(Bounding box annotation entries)
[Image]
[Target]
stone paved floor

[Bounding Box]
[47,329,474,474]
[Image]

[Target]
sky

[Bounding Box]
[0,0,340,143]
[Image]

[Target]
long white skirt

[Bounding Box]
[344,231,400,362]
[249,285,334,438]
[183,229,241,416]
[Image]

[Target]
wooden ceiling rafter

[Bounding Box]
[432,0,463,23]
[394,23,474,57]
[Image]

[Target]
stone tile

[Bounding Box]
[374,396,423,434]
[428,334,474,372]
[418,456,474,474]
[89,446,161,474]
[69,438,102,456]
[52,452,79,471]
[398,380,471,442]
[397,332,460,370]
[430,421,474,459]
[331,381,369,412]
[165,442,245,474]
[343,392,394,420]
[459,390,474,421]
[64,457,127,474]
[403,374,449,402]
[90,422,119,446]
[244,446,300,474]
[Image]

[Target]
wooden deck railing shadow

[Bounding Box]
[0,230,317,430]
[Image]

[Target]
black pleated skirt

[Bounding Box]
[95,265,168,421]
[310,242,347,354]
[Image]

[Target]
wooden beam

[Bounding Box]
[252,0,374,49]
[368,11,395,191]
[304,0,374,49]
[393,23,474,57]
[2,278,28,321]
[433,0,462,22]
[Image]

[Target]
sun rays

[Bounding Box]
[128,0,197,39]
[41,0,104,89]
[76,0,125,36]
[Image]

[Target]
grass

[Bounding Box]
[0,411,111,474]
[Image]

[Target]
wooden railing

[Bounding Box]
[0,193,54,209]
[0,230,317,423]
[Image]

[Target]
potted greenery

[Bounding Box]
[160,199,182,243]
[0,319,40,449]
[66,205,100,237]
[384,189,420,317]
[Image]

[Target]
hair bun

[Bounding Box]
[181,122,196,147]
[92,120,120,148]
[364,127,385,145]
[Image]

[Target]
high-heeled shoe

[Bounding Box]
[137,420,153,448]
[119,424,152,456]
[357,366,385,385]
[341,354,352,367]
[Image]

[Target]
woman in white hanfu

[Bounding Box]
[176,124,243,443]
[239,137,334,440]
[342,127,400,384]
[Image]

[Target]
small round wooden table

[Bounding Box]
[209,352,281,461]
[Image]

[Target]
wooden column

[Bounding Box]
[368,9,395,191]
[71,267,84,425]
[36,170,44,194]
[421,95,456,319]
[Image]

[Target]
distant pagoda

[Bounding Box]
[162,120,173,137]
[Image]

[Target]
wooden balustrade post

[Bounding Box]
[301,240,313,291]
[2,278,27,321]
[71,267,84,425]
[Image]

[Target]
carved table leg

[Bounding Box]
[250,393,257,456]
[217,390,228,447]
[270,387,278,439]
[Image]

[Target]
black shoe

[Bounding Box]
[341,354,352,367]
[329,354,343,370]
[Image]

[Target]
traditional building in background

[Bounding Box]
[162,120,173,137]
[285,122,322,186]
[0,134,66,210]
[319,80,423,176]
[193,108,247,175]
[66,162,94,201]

§ Task description:
Reproduce every item above verbatim.

§ Response to this exercise:
[Image]
[Target]
stone paved floor

[Bounding Box]
[47,329,474,474]
[Image]

[Target]
sky

[Bounding Box]
[0,0,340,143]
[Image]

[Target]
long white skirt

[Bounding Box]
[344,231,400,362]
[249,285,334,438]
[183,229,241,416]
[Image]

[Target]
wooden ceiling rafter

[Bounding Box]
[432,0,463,23]
[394,23,474,57]
[Image]

[Target]
stone tile

[Bounding Box]
[374,396,423,434]
[428,334,474,372]
[418,456,474,474]
[89,446,161,474]
[69,438,102,456]
[52,452,79,471]
[398,380,471,442]
[397,332,460,370]
[430,421,474,459]
[331,381,369,412]
[165,442,245,474]
[343,392,394,420]
[459,390,474,421]
[64,457,127,474]
[403,374,449,402]
[90,422,119,446]
[244,446,300,474]
[Image]

[Target]
wooden deck railing shadow

[Bounding Box]
[0,230,317,430]
[Image]

[Target]
black pleated skirt

[Bounding Box]
[95,265,168,421]
[310,242,347,354]
[Image]

[Target]
wooden beam

[Bounding Box]
[252,0,374,49]
[368,11,395,191]
[304,0,374,49]
[393,23,474,57]
[2,278,28,321]
[433,0,462,22]
[Image]

[Target]
sun rays

[Bounding Box]
[128,0,197,39]
[41,0,104,89]
[76,0,125,36]
[Image]

[Target]
grass

[Bounding Box]
[0,411,111,474]
[Image]

[Target]
wooden railing

[Bounding Box]
[0,193,54,209]
[0,230,317,423]
[Image]

[Target]
potted greenery

[Bounding Box]
[160,199,182,243]
[0,319,40,449]
[66,205,100,237]
[384,189,420,317]
[Image]

[Target]
hair bun

[Bounding Box]
[181,122,196,147]
[92,120,120,148]
[364,127,385,145]
[Image]

[Target]
high-heeled shoe

[Bounding Box]
[137,420,153,448]
[119,424,152,456]
[357,366,385,385]
[341,354,352,367]
[Image]

[Target]
woman in white hanfu

[Bounding Box]
[176,124,243,443]
[239,137,334,440]
[342,127,400,384]
[Image]

[Target]
small round wooden table

[Bounding Box]
[209,352,281,461]
[Image]

[Target]
wooden column

[Bounding Box]
[368,9,395,191]
[71,267,84,425]
[36,170,44,194]
[421,95,456,319]
[Image]

[Target]
distant pagoda

[Bounding Box]
[162,120,173,137]
[Image]

[Target]
wooden balustrade post

[Bounding Box]
[301,240,313,291]
[2,278,27,321]
[71,267,84,425]
[Image]

[Target]
carved table leg

[Bounding Box]
[250,393,257,456]
[217,390,228,447]
[270,387,278,439]
[Image]

[Target]
black shoe

[Bounding Box]
[341,354,352,367]
[329,354,343,370]
[Image]

[Target]
traditional building in background

[Bounding Box]
[162,120,173,137]
[285,122,322,186]
[0,134,66,210]
[319,80,423,176]
[193,108,247,175]
[66,162,94,201]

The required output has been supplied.